Try it
Please show every line in the entries below that includes the word "porch".

(Data excerpts)
= = = = =
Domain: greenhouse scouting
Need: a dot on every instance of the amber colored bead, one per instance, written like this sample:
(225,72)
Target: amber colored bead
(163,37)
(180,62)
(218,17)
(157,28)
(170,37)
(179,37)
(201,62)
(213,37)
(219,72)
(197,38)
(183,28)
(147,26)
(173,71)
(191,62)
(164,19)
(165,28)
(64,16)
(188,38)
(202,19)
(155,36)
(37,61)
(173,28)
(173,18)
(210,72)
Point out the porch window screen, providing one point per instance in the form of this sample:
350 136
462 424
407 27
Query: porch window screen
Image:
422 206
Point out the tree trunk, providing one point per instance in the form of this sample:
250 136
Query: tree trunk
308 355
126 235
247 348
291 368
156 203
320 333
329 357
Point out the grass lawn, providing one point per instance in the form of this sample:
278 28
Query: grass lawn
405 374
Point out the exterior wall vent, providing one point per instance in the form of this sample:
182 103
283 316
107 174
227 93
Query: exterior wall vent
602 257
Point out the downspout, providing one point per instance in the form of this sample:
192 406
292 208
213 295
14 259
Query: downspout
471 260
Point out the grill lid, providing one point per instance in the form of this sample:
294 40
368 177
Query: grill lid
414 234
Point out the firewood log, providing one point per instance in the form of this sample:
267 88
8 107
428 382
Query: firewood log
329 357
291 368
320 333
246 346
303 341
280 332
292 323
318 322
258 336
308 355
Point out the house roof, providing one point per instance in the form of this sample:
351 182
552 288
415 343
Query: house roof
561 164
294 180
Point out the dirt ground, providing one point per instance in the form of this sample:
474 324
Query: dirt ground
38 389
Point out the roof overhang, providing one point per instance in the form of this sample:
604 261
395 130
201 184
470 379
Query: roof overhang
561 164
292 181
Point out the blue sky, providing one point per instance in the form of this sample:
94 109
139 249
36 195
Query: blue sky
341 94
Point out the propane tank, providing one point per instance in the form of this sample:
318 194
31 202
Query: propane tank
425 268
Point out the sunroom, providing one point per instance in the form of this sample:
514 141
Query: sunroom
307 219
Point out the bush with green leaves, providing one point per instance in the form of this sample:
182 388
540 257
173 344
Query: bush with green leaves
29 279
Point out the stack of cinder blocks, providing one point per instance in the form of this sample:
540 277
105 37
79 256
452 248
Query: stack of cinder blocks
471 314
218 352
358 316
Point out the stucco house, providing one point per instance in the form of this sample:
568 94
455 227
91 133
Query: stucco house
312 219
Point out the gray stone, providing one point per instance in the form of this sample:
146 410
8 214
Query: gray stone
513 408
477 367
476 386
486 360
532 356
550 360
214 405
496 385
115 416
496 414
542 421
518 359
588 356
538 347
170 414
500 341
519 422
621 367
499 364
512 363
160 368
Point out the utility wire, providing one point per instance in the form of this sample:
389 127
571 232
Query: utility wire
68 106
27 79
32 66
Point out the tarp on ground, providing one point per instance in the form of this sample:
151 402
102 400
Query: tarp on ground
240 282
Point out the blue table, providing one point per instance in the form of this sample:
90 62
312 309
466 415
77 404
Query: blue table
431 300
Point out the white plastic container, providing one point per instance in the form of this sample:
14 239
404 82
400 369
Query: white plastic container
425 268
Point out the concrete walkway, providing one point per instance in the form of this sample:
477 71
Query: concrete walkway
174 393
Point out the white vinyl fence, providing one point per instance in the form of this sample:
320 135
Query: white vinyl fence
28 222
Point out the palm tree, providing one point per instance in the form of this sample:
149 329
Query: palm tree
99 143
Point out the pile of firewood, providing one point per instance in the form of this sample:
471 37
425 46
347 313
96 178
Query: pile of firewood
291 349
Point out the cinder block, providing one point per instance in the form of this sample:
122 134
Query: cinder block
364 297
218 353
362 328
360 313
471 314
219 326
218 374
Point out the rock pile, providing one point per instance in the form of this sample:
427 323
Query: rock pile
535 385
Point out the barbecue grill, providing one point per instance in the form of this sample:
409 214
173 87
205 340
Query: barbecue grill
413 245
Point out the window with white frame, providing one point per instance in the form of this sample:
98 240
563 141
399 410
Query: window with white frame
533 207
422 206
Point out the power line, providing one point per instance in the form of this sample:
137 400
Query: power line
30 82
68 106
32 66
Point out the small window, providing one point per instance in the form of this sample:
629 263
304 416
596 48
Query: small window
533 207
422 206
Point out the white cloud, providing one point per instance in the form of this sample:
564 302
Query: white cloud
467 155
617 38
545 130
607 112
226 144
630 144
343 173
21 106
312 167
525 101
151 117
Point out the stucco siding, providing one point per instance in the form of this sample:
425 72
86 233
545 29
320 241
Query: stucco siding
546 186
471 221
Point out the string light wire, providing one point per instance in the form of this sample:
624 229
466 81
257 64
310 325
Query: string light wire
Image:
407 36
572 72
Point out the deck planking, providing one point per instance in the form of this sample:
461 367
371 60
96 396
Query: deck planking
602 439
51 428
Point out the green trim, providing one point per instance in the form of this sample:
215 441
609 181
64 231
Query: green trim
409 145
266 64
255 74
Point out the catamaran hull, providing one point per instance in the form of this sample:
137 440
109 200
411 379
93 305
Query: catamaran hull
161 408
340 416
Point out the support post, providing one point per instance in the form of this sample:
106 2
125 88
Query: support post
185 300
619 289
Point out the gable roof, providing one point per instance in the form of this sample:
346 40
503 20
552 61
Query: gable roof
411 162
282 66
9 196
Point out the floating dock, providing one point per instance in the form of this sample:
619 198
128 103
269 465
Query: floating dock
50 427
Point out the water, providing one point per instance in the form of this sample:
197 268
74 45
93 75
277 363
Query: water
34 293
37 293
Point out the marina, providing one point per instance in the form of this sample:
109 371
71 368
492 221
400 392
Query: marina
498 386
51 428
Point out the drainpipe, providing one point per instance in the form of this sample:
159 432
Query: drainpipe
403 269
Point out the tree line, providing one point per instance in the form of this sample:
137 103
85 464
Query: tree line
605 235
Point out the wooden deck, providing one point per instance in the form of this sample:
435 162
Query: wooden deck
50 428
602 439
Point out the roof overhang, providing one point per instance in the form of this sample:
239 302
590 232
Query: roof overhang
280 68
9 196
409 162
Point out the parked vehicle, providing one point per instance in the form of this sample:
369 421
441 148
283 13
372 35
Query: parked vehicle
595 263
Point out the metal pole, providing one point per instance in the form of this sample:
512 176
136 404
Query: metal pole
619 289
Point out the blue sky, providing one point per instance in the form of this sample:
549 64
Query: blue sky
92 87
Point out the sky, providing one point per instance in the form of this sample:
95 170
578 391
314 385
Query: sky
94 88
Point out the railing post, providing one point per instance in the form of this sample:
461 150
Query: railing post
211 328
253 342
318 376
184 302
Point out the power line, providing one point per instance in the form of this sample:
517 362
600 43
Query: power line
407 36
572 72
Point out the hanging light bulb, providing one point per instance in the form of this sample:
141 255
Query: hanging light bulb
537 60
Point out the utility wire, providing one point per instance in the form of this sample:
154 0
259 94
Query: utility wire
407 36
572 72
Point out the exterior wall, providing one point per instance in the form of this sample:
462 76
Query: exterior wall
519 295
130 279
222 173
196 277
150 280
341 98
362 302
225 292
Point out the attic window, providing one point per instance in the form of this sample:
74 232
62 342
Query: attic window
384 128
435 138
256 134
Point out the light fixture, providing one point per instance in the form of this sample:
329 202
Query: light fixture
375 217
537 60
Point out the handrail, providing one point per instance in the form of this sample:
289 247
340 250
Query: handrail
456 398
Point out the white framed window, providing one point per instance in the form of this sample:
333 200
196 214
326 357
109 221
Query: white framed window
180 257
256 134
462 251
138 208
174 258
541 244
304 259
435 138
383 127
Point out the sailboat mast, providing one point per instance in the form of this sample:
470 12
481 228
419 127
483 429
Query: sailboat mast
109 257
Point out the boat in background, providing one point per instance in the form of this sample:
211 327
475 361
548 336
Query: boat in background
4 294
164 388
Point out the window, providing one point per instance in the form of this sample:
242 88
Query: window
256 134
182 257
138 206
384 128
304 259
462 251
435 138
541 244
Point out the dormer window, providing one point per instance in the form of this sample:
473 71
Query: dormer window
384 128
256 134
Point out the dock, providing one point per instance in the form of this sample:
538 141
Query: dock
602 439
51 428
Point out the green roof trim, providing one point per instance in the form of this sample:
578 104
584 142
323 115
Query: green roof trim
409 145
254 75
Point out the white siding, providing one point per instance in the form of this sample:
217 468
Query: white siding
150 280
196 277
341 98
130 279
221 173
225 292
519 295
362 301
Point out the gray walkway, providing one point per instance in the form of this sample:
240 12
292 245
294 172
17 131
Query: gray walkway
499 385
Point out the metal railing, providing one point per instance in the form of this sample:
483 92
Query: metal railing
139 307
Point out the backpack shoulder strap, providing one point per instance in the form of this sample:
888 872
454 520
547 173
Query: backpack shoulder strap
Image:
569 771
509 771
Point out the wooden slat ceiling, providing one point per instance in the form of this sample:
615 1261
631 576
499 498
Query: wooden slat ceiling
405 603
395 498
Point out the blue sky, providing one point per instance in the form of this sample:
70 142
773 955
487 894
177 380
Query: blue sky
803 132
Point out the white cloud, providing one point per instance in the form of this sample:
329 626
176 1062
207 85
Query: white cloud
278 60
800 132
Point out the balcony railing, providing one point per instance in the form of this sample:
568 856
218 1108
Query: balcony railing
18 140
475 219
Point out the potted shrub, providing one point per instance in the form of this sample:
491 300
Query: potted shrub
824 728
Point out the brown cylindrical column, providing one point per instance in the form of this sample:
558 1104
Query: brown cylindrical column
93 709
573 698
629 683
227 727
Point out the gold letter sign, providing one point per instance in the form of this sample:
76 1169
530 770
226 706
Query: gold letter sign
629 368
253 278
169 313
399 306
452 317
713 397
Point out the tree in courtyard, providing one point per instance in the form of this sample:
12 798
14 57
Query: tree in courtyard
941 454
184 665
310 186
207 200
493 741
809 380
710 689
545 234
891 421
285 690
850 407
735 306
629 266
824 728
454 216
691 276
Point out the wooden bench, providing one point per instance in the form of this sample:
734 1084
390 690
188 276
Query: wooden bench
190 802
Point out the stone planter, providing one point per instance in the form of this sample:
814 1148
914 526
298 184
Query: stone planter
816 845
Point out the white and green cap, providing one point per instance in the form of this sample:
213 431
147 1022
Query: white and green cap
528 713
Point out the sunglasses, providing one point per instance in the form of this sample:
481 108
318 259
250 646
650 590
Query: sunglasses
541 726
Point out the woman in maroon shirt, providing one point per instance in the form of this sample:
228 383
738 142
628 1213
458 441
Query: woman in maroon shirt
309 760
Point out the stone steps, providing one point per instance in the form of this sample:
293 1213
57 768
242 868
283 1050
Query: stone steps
= = = = =
Solution for this exercise
Point out the porch window screen, providing one point per instance in the form of this sample:
Query: porch window screen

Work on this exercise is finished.